_TASK INSTRUCTIONS_
All records are to be retyped faithfully and completely.
*** Opening INPUT ***
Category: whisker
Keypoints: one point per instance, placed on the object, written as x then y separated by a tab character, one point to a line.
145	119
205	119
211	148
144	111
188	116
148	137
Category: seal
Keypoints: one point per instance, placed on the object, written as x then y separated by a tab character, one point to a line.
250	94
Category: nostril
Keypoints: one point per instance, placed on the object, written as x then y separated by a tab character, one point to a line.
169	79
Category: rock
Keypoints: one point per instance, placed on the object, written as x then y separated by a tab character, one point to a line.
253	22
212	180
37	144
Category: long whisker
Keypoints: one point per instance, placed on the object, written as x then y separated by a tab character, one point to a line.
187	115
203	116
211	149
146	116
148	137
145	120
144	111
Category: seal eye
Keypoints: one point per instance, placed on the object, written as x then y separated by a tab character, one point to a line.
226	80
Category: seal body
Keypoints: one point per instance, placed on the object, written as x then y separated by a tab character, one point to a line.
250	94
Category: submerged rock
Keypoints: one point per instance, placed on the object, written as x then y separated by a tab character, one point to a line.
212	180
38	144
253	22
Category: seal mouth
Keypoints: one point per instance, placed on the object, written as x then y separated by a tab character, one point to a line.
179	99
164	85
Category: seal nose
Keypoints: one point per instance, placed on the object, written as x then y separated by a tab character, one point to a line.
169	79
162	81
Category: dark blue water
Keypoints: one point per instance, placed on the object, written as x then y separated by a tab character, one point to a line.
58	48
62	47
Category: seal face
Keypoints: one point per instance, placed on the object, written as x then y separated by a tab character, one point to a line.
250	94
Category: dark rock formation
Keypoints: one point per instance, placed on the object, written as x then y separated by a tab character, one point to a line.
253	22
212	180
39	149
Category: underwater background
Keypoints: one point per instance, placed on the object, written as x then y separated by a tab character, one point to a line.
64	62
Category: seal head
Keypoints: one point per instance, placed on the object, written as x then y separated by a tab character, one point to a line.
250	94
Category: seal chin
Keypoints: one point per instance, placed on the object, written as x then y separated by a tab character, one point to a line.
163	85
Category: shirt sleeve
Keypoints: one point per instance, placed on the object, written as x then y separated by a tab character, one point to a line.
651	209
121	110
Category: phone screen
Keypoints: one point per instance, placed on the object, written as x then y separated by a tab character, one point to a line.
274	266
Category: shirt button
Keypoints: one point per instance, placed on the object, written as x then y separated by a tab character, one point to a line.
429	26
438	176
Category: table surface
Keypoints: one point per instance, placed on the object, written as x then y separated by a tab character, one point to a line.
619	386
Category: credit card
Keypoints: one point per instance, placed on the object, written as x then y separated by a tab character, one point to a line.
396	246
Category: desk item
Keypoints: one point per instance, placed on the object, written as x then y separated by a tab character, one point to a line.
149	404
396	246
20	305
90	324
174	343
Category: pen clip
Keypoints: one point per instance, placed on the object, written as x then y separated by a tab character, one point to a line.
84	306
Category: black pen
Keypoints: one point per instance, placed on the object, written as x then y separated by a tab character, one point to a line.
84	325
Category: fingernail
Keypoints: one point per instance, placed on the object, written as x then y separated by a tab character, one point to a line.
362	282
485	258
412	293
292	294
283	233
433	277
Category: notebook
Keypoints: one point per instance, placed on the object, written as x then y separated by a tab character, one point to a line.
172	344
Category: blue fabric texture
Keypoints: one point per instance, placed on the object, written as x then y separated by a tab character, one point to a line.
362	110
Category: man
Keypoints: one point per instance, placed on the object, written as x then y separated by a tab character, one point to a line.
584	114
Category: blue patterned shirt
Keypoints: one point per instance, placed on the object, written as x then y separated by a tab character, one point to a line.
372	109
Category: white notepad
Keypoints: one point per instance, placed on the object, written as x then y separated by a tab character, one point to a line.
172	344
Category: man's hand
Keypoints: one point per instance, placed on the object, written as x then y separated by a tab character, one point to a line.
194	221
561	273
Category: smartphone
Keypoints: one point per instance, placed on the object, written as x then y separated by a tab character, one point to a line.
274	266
*** Closing INPUT ***
_SOLUTION TO THE EXERCISE_
Category: whisker
Keypoints: one point per instance, placed on the object, written as x then y separated by a tab character, one point to a line.
145	119
205	119
211	148
144	111
188	116
148	137
Category: seal
Keypoints: one point per instance, placed on the object, written as x then y separated by a tab character, one point to a line.
250	94
Category: nostril
Keypoints: one point per instance, placed on the object, written as x then y separated by a tab character, one point to a line.
169	79
Category: rock
Keypoints: one point per instance, placed on the object, written as x then y separated by a tab character, one point to a line.
253	22
212	180
37	144
Category: long whisker
Keypoints: one point per instance, placed on the object, written as x then y separated by a tab character, one point to a line.
187	115
203	116
211	149
146	116
148	137
145	120
144	111
Category: seal eye
Keypoints: one point per instance, placed on the object, written as x then y separated by a tab character, one point to a line.
226	80
Category: seal body
Keypoints: one point per instance, placed on the object, written as x then y separated by a tab character, one point to a line.
250	94
Category: submerged rock
Keypoints: one point per instance, placed on the object, written as x then y separated by a tab character, one point to a line.
212	180
38	144
253	22
Category: seal mouth
Keypoints: one point per instance, placed on the object, written as x then y separated by a tab character, one point to a line.
179	99
164	85
Category: seal nose
Keypoints: one point per instance, placed on the object, written as x then y separated by a tab character, one point to a line.
169	79
162	81
Category: dark blue water
Keypoints: one point per instance, placed on the object, written as x then y separated by a tab character, one point to a line.
58	48
62	47
Category: seal face
Keypoints: one point per instance, placed on the object, written as x then y separated by a tab character, one point to a line.
250	94
Category: dark rock formation
Keypoints: one point per instance, placed on the object, written as x then y separated by a tab character, one point to a line.
253	22
212	180
39	149
Category: underwater background
Keypoints: one point per instance, placed on the object, written as x then y separated by a tab character, one point to a line.
64	62
Category: seal head
Keypoints: one point per instance, placed on the object, written as x then y separated by a tab character, one point to a line.
250	94
Category: seal chin
Keypoints: one point per instance, placed on the object, written as x then y separated by a tab character, one point to a line.
163	85
Category: shirt sleeve
Keypoints: one point per instance, placed on the object, written as x then y separated by a tab character, one point to a line.
651	209
121	110
Category: phone screen
Keypoints: one point per instance, placed on the object, written as x then y separated by a tab character, one point to a line.
274	266
Category: shirt button
Keypoints: one point per instance, placed on the object, written as x then y separated by a tab character, one point to a line.
429	26
438	176
Category: table surface
Keypoints: one point per instance, placed on the object, written as x then y separated by a tab character, one point to a line.
619	386
Category: credit card
Keypoints: one point per instance, placed on the object, written as x then y separated by a tab character, one point to a line.
396	246
Category: desk item
Keypoints: one point per instance, placed on the object, written as x then y separated by a tab character, one point to a line.
149	404
396	246
20	305
90	324
174	343
Category: pen clip
Keypoints: one point per instance, placed on the object, written as x then y separated by a tab character, one point to a line.
84	306
Category: black pen
Keypoints: one point per instance, placed on the object, written as x then y separated by a tab character, one point to a line.
84	325
Category: fingernail
Keypoints: one point per instance, placed on the object, written as x then y separated by a tab character, one point to a line.
362	282
485	258
412	293
292	294
283	233
433	277
Category: notebook
Keypoints: one point per instance, placed on the object, written as x then y separated by a tab character, one point to a line.
172	344
Category: blue fabric texture
Keypoints: one point per instance, placed on the object, written as x then y separated by a tab character, one point to a line.
362	110
Category: man
Keypoints: one point per instance, placed on the object, written as x then y separated by a tab character, one point to a line.
584	114
Category: blue patterned shirt
Keypoints: one point per instance, placed on the object, written as x then y separated by a tab character, one point to a line.
372	109
Category: white notepad
Keypoints: one point per instance, placed on the object, written as x then y separated by a tab character, one point to a line.
172	344
Category: man's hand
Keypoints: one point per instance, placed on the object, written as x then y separated by a tab character, one point to a line.
194	221
561	273
Category: smartphone
Keypoints: one point per instance, placed on the object, written as x then y separated by a tab character, one point to a line.
274	266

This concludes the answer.